In contrast, think of how many lives that same amount of money could have saved if it was used on, well, anything else worthwhile. Reducing poverty in the developing world, say. Or distributing malaria-resistant bed nets. Or sending aid to Syria. Even paying for more drugs, doctors and nurses for the NHS.

Now, you've probably got a few obvious objections to this. One, it seems pretty heartless: you can't just leave a man behind, am I right? Two, why can't we do both: reduce poverty and help Matt Damon? Third, the comparison is irrelevant as that money was never going to be spent to save lives: NASA would have spent it on something else.

I'll come to those, but first I think we have to grant that, if we strip everything else away and just look at using money to save lives, saving imaginary Matt Damon's imaginary life is a huge waste of imaginary money. If you were going to spend that money to save lives, you ain't getting much bang for your buck.

Now back to the objections. The first is that you have to do something. The guy's been left behind and you can't just let him die. The problem with this, is that there are lots of people in the world who we in the West, and our Governments, could prevent from dying by our efforts and with our resources. Sometimes we can't put a name or face to them, but other times we can: we can single out individuals who, if they didn't receive some healthcare they couldn't afford, would otherwise die. This happens all over the developing world. It happens here too: the NHS has a limit on how much it's prepared to spend to keep people in good health. We should help people, obviously, but without endless resources helping some means not helping others. All things being equal, saving lots of lives seems better than saving one. So Matt Damon must die.

This brings me to the second objection: can't we help Matt Damon and do these other worthy things? Well, I don't know about you, but once I've spent all my money on hookers and blow, I can't spend it again. I mean, I could try, but I'm fairly sure my bank manager won't let me. This applies to governments too. Governments may have a lot of money, but it's not infinite and it always comes from someone: governments only get money by forcing people to pay tax. If you'd like to raise taxes so we can afford to save stranded Martians and do everything else, that means you're paying for it. So, how much are you prepared to pay to keep Matt Damon alive?

=== Explore the material ===
[A] According to the passage on the cost of saving Matt Damon, how do governments get money?
[B] Carry on the passage on the cost of saving Matt Damon, picking up right after its last sentence.

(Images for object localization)
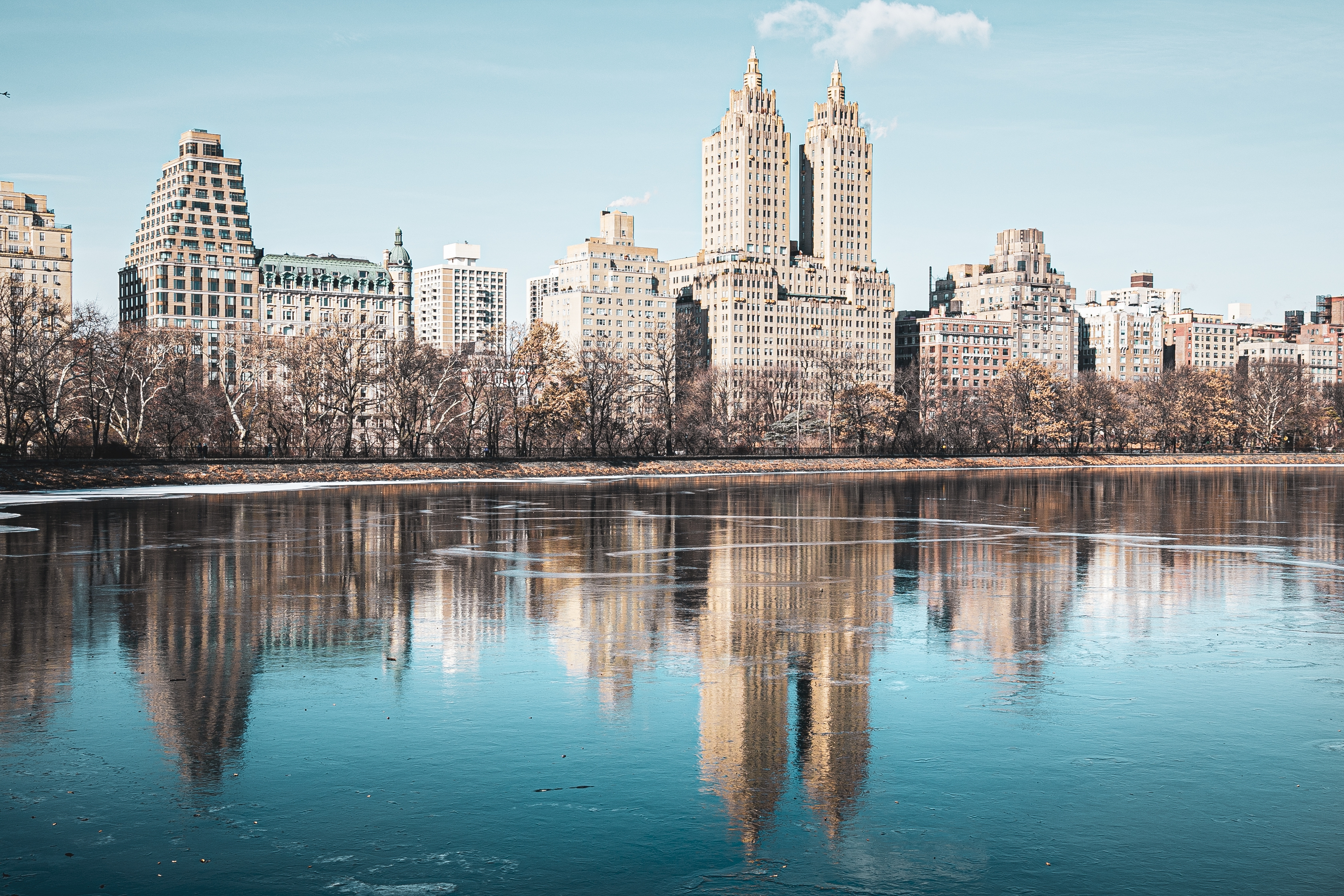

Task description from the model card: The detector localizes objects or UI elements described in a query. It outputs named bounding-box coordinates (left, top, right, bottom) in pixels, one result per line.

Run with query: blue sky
left=0, top=0, right=1344, bottom=320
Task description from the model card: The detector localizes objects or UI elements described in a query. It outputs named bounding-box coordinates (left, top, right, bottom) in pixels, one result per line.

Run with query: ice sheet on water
left=326, top=877, right=457, bottom=896
left=430, top=545, right=578, bottom=563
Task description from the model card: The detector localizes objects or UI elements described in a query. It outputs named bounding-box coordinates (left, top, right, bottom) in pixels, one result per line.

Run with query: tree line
left=0, top=282, right=1344, bottom=458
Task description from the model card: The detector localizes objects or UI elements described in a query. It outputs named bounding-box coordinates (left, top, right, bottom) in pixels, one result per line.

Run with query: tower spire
left=742, top=47, right=761, bottom=90
left=826, top=59, right=844, bottom=102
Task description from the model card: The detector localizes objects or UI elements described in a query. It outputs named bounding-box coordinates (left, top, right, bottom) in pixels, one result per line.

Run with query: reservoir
left=0, top=468, right=1344, bottom=896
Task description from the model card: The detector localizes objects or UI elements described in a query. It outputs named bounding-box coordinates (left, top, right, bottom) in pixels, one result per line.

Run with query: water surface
left=0, top=468, right=1344, bottom=895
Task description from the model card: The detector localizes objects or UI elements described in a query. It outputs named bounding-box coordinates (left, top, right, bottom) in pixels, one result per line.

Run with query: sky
left=0, top=0, right=1344, bottom=321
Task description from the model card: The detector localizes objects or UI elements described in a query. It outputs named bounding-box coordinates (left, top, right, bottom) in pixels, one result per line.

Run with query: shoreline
left=0, top=454, right=1344, bottom=494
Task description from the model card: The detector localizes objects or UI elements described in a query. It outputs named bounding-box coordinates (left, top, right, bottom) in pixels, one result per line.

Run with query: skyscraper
left=415, top=243, right=508, bottom=352
left=798, top=62, right=874, bottom=270
left=700, top=47, right=789, bottom=263
left=0, top=180, right=75, bottom=314
left=682, top=48, right=894, bottom=388
left=118, top=129, right=258, bottom=330
left=536, top=211, right=676, bottom=360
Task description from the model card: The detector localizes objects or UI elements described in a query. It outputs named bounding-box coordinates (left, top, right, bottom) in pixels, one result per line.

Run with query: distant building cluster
left=0, top=50, right=1344, bottom=395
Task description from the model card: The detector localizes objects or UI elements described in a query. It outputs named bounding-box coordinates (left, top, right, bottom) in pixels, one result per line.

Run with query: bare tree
left=1236, top=360, right=1312, bottom=450
left=91, top=329, right=184, bottom=454
left=579, top=348, right=636, bottom=457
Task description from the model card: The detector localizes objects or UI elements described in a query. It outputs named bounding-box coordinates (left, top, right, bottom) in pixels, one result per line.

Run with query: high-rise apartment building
left=415, top=243, right=508, bottom=352
left=527, top=266, right=560, bottom=324
left=668, top=59, right=894, bottom=382
left=1234, top=338, right=1340, bottom=384
left=259, top=228, right=414, bottom=338
left=798, top=62, right=874, bottom=270
left=118, top=130, right=261, bottom=330
left=948, top=228, right=1078, bottom=314
left=539, top=211, right=676, bottom=360
left=902, top=302, right=1080, bottom=395
left=1087, top=271, right=1181, bottom=317
left=700, top=47, right=790, bottom=263
left=902, top=228, right=1080, bottom=394
left=0, top=180, right=75, bottom=316
left=1078, top=300, right=1162, bottom=382
left=1162, top=318, right=1239, bottom=370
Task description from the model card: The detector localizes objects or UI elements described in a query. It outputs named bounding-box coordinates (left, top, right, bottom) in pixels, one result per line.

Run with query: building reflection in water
left=0, top=470, right=1344, bottom=827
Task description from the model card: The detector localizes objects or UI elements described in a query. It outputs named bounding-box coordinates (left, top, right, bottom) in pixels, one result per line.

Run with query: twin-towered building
left=528, top=50, right=895, bottom=382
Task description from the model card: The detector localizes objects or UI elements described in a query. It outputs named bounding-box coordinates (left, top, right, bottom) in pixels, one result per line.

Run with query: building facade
left=700, top=47, right=790, bottom=262
left=798, top=62, right=874, bottom=270
left=682, top=50, right=894, bottom=382
left=1087, top=271, right=1181, bottom=317
left=903, top=302, right=1079, bottom=396
left=258, top=230, right=414, bottom=340
left=1234, top=338, right=1340, bottom=384
left=1162, top=321, right=1238, bottom=370
left=0, top=180, right=75, bottom=317
left=1297, top=321, right=1344, bottom=383
left=527, top=267, right=560, bottom=324
left=1078, top=300, right=1162, bottom=382
left=118, top=130, right=261, bottom=330
left=539, top=211, right=686, bottom=360
left=938, top=228, right=1078, bottom=314
left=415, top=243, right=508, bottom=352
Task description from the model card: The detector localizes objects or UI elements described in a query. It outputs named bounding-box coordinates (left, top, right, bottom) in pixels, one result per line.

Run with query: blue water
left=0, top=469, right=1344, bottom=896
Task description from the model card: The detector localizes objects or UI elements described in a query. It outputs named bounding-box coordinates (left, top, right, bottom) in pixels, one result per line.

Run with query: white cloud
left=608, top=194, right=653, bottom=208
left=859, top=117, right=896, bottom=140
left=757, top=0, right=990, bottom=59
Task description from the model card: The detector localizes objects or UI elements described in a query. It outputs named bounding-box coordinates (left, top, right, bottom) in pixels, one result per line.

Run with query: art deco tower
left=700, top=47, right=789, bottom=263
left=118, top=130, right=257, bottom=329
left=798, top=62, right=872, bottom=270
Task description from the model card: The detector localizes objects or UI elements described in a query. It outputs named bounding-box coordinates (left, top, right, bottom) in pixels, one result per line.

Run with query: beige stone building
left=700, top=47, right=790, bottom=263
left=536, top=211, right=672, bottom=360
left=682, top=50, right=894, bottom=382
left=948, top=228, right=1078, bottom=314
left=907, top=228, right=1080, bottom=395
left=1162, top=318, right=1239, bottom=370
left=1087, top=271, right=1181, bottom=317
left=1078, top=301, right=1162, bottom=382
left=915, top=302, right=1080, bottom=395
left=527, top=266, right=560, bottom=324
left=0, top=180, right=75, bottom=314
left=1235, top=338, right=1340, bottom=384
left=1078, top=273, right=1180, bottom=382
left=415, top=243, right=508, bottom=352
left=798, top=62, right=874, bottom=270
left=118, top=130, right=261, bottom=330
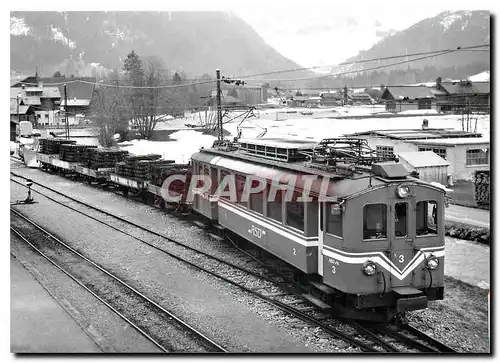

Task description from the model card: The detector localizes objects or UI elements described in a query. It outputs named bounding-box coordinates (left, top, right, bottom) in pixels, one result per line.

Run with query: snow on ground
left=118, top=130, right=216, bottom=164
left=112, top=110, right=490, bottom=163
left=469, top=71, right=490, bottom=82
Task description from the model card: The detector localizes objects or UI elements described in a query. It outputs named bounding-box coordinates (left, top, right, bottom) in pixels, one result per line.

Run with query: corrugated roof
left=23, top=96, right=42, bottom=106
left=10, top=105, right=30, bottom=115
left=441, top=82, right=490, bottom=95
left=408, top=136, right=490, bottom=146
left=15, top=77, right=96, bottom=100
left=398, top=151, right=450, bottom=168
left=345, top=128, right=482, bottom=140
left=40, top=86, right=61, bottom=98
left=61, top=98, right=90, bottom=107
left=381, top=86, right=435, bottom=100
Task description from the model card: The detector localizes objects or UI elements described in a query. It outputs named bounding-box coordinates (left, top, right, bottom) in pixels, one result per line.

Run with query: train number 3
left=248, top=226, right=265, bottom=238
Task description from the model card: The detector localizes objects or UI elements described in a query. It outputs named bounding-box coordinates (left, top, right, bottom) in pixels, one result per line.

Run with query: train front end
left=320, top=164, right=445, bottom=320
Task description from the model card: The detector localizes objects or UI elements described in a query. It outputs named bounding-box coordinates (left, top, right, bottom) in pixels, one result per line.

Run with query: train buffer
left=302, top=294, right=332, bottom=310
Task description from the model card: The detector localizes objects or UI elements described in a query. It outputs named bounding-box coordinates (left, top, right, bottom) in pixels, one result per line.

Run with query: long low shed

=== Answers for this exercise ===
[A] By forcing people to pay tax.

[B]
The third, obvious response to this is to suggest this line of argument is irrelevant as NASA are assigned money for space-based shenanigans and weren't going to spend it on anything else. This is obviously true, but hits a key point: when there are people dying of poverty and preventable diseases here, how can we justify space exploration? Don't get me wrong, I think space exploration is super cool, and certainly more exciting than funding the distribution of malaria bed nets. I just don't see how it's justified in a world with obvious and preventable suffering.

As an alternative plot twist, how about the following? Matt Damon, whilst stranded on Mars, works out how much his rescue mission will cost. In a moment of enlightened self-sacrifice he realises that thousands of lives on Earth could be saved for the cost of saving him. He concludes his life is not worth more than that of thousands of people. So he stoically refuses to be rescued and instead convinces NASA HQ that, if they really want to save lives, they should abandon him, return the money to the US Government and insist it spends it on aid for the developing world. The rest of the movie follows the gripping tale of how aid get distributed in Sub-Saharan Africa.

You wouldn't go see that movie? Okay, fine. I'll admit the story's not obviously as watchable. But I think the morality is much better. It's what a morally perfect Matt Damon would do.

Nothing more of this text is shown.